▶ [TEXT SHOWN]:
----------------------------------------

What is general Nuclear medicine?


Nuclear Medicine (or Molecular imaging) is a type of medical imaging that provides detailed images of what is happening inside the body at the molecular and cellular level.

Nuclear Medicine is used to diagnose and determine the severity of a variety of diseases, including many types of cancers, heart disease, gastrointestinal, endocrine, neurological disorders and other abnormalities within the body. Some treatments are also offered, such as Iodine 131 Therapy for thyrotoxicosis.


Other diagnostic imaging procedures such as x-rays, CT and Ultrasound offer images of physical structure and anatomy whereas Nuclear Medicine allows physicians to see how the body is functioning and to measure its chemical and biological processes.

----------------------------------------

▶ [TASK DESCRIPTION]:
Please explain, in one to three sentences, how the nuclear medicine text distinguishes nuclear medicine from x-rays, CT and ultrasound.

----------------------------------------

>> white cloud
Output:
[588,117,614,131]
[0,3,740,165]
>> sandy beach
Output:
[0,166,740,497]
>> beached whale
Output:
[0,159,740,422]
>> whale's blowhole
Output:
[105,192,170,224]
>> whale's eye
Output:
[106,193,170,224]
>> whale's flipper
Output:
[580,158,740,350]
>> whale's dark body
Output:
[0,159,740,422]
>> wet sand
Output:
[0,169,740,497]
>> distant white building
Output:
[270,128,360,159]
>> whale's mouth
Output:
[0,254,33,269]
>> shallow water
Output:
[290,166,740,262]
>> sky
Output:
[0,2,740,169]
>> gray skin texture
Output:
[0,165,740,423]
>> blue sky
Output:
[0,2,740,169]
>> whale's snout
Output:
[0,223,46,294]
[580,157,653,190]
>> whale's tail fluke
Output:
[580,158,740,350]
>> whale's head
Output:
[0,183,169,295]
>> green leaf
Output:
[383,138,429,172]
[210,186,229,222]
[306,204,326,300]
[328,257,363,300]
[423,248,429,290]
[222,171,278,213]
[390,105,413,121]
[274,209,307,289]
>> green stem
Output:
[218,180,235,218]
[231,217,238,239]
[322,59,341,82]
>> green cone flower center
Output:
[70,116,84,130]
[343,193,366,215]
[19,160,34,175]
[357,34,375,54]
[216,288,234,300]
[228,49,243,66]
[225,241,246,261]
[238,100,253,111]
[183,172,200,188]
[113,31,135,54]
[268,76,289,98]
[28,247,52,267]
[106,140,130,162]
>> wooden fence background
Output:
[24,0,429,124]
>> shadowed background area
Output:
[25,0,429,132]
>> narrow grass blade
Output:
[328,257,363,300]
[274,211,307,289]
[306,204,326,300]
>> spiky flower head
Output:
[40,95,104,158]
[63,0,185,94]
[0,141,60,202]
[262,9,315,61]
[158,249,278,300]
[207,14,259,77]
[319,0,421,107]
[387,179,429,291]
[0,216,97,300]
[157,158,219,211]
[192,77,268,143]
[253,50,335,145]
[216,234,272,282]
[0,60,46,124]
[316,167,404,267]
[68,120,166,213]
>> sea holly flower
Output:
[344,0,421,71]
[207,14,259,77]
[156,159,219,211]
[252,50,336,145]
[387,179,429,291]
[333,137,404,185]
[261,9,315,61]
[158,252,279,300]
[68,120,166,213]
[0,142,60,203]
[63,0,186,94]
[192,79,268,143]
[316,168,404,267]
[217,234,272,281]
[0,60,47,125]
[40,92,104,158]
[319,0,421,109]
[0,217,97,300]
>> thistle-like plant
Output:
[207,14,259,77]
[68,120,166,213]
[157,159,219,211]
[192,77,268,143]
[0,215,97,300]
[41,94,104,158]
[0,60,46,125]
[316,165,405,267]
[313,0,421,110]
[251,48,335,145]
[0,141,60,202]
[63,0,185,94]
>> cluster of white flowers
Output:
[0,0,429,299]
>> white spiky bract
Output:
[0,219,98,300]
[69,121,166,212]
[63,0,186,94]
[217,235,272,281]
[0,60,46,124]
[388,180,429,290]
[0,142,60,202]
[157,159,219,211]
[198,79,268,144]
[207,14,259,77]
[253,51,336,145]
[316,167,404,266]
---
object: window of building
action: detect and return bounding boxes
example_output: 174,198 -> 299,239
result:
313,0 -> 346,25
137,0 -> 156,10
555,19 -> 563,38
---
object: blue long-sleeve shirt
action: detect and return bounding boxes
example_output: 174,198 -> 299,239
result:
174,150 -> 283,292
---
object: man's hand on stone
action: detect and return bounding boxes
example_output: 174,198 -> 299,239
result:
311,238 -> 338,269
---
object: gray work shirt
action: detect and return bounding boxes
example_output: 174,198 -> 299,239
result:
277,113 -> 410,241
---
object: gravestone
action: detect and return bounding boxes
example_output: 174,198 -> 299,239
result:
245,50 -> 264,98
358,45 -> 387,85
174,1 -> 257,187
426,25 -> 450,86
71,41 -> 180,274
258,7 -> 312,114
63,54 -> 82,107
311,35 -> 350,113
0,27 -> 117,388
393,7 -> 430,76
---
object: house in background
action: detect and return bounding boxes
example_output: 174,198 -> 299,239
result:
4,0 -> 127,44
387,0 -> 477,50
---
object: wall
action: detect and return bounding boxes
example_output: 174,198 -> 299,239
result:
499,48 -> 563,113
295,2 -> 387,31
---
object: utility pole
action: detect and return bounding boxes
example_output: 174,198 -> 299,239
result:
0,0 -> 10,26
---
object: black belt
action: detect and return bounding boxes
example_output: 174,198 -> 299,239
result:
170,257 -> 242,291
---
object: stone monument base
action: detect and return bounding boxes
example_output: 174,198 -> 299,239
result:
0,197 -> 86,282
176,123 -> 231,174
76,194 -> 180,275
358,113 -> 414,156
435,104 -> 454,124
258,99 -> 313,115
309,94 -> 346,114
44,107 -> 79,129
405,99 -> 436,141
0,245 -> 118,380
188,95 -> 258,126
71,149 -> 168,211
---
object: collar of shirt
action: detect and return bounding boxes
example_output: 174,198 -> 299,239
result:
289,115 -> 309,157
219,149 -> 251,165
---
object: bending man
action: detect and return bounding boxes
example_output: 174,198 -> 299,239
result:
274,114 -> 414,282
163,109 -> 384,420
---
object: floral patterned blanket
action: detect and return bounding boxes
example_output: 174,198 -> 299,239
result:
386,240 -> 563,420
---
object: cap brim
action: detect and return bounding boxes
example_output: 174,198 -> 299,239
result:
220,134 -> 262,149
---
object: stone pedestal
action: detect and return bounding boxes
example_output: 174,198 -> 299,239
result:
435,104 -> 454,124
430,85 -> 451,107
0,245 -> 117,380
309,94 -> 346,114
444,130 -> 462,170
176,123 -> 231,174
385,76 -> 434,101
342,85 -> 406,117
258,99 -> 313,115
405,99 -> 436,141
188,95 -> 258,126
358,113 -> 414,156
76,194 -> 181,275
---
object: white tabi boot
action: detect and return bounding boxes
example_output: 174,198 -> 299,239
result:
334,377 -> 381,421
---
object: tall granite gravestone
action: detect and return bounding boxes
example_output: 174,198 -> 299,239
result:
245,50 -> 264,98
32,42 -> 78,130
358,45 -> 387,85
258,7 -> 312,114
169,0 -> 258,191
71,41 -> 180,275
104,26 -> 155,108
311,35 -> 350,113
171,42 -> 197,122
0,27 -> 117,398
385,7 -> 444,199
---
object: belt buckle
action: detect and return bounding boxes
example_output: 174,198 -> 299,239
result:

----------------------------------------

▶ [WRITTEN REPLY]:
X-rays, CT and ultrasound give images of the body's physical structure and anatomy. Nuclear medicine instead lets physicians see how the body is functioning and measure its chemical and biological processes, with detailed images of what is happening at the molecular and cellular level.